→ **STATED EXERCISE**:
Render the listing below as a Markdown table with the columns "Row" and "Listing line," giving each nonblank line its own numbered row.

→ **INFORMATION PROVIDED**:

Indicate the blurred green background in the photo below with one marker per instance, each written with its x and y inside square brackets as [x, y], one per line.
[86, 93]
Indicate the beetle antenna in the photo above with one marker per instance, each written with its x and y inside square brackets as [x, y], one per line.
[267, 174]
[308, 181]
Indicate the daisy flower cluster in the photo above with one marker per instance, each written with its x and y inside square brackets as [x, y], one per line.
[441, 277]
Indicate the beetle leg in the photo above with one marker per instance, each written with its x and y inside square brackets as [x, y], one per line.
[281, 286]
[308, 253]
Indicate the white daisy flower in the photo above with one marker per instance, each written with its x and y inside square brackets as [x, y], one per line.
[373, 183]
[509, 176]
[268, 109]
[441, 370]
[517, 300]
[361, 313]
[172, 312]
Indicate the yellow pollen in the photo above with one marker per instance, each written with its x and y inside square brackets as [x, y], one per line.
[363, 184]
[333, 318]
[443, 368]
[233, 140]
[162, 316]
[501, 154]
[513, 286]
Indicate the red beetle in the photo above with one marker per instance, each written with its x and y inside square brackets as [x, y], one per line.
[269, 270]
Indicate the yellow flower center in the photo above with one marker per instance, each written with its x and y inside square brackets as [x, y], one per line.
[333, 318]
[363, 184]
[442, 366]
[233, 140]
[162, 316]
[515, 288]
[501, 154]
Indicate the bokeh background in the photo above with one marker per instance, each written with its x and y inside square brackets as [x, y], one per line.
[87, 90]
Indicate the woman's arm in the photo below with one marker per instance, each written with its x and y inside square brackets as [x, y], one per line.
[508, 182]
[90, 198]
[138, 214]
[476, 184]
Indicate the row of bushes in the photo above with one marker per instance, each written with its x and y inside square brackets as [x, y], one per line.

→ **SOLUTION TO THIS TASK**:
| Row | Listing line |
|---|---|
| 1 | Indicate the blurred green background in the photo below with one marker per instance, each written with its x and y inside square brackets as [x, y], one per line. |
| 2 | [86, 93] |
| 3 | Indicate the beetle antenna in the photo above with one marker per instance, each written with its x and y inside square brackets as [x, y], one per line. |
| 4 | [267, 174] |
| 5 | [308, 181] |
| 6 | Indicate the daisy flower cluster in the photo above with one marker per instance, each written with its x and y inside square brackets as [x, y], one per line. |
| 7 | [441, 277] |
| 8 | Indicate the beetle leg in the photo above with one marker per instance, each written with its x and y inside square brackets as [x, y], one per line. |
| 9 | [281, 286] |
| 10 | [308, 253] |
| 11 | Indicate the white daisy flower in the photo above with one marker per instance, each written with its x and y inside square brackets as [x, y], one per line. |
| 12 | [373, 183] |
| 13 | [509, 176] |
| 14 | [268, 109] |
| 15 | [441, 370] |
| 16 | [517, 300] |
| 17 | [361, 313] |
| 18 | [172, 312] |
| 19 | Indicate the yellow pollen in the photo above with one marker per instance, each written with its x and y inside square brackets as [x, y], one per line. |
| 20 | [363, 184] |
| 21 | [333, 318] |
| 22 | [443, 368] |
| 23 | [233, 140] |
| 24 | [162, 316] |
| 25 | [501, 154] |
| 26 | [513, 286] |
| 27 | Indicate the red beetle in the photo above with one marker per instance, each written with its x and y inside square brackets as [x, y], one per line. |
| 28 | [269, 270] |
| 29 | Indicate the yellow flower center in the photo above with one marker per instance, each written with its x and y inside square brackets as [x, y], one per line. |
| 30 | [333, 318] |
| 31 | [363, 184] |
| 32 | [442, 366] |
| 33 | [233, 140] |
| 34 | [162, 316] |
| 35 | [515, 288] |
| 36 | [501, 154] |
| 37 | Indicate the bokeh background in the photo above with one marker per instance, each written with its x and y inside square brackets as [x, y], one per line. |
| 38 | [87, 90] |
| 39 | Indicate the woman's arm in the photo below with one marker per instance, each written with its x and y inside square brackets as [x, y], one per line. |
| 40 | [508, 182] |
| 41 | [90, 198] |
| 42 | [138, 214] |
| 43 | [476, 184] |
| 44 | Indicate the row of bushes in the photo above with one marker per instance, each written with its x and y inside square brackets as [x, y], one per line. |